━━━ TEXTO MOSTRADO

Mis amados hermanos, mis
queridísimos amigos:
Henos aquí reunidos una vez más en Econe, para participar en esta ceremonia, tan tocante, de la ordenación sacerdotal. Efectivamente si hay una ceremonia que nos hace vivir los instantes más sublimes de la Iglesia, ésa es la ordenación sacerdotal. En particular, ella nos recuerda la última Cena, en cuyo transcurso Nuestro Señor Jesucristo, hizo sacerdotes a sus apóstoles. También nos recuerda la venida del Espíritu Santo sobre los apóstoles el día de Pentecostés. De esa manera la Iglesia continúa y el Espíritu Santo sigue expandiéndose por mano del sucesor de los apóstoles. Hoy nos sentimos dichosos de poder conferir la ordenación sacerdotal a trece nuevos sacerdotes.

━━━━━━

**SOLICITUD PLANTEADA**
Escribe, por favor, cómo sigue el texto sobre la ordenación sacerdotal en Econe, empezando justo después de su última oración. Los registros no hacen falta para esto.

━━━ MATERIAL PROPORCIONADO

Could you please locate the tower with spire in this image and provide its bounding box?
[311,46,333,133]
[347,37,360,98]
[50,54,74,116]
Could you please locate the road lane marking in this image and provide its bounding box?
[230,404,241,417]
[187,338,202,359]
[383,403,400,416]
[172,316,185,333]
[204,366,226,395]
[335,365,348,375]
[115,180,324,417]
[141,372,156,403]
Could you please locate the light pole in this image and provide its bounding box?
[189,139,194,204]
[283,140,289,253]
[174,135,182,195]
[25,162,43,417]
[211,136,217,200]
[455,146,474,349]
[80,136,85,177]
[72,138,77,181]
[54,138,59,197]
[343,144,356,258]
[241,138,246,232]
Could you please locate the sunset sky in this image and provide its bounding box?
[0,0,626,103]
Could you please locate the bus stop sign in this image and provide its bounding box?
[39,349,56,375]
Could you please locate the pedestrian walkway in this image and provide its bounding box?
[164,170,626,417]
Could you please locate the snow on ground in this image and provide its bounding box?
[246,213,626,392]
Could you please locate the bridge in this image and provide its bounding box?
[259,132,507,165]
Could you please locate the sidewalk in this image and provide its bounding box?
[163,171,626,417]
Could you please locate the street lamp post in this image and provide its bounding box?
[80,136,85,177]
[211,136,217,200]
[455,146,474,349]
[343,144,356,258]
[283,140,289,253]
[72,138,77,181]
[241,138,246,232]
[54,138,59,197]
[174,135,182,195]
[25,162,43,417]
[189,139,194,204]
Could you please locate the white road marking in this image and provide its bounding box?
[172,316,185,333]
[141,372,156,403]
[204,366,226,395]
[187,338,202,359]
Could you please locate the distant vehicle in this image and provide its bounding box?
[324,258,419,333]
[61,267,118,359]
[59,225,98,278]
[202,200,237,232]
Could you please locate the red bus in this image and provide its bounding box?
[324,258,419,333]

━━━━━━

**RESULTADO**
No habría tenido que
haber ordenaciones sacerdotales este, año ya que como los estudios se han
extendido de cinco a seis años, las consecuencias de ese cambio gravitaron
sobre 1982. Pero circunstancias particulares, ocasiones especiales, han hecho
que hoy ordenemos a siete diáconos de la Fraternidad y a otros seis que forman
parte de diversas congregaciones hermanas, que sostienen la misma lucha, con
las mismas convicciones e idéntico amor a la Iglesia. Antes de ayer he
conferido la ordenación sacerdotal a dos miembros del distrito de Alemania de
la Fraternidad, con lo cual el número de sacerdotes este año se eleva a quince.
Esperemos que, por gracia
de Dios y a medida que pasen los años ese número vaya en aumento, puesto que
nuestros seminarios, especialmente los de Alemania y Estados Unidos, van ahora
a rendir los frutos del trabajo realizado en los años precedentes.
La primera ordenación en
Ridgefield (Estados Unidos) se hará el año próximo con tres nuevos sacerdotes.
Lo mismo ya ha sucedido, el seminario de Zaitzkofen, en Alemania.
Debemos rezar para que
Dios bendiga esos seminarios y haga que los que en ellos se preparan para el
sacerdocio reciban en abundancia las gracias que necesitan.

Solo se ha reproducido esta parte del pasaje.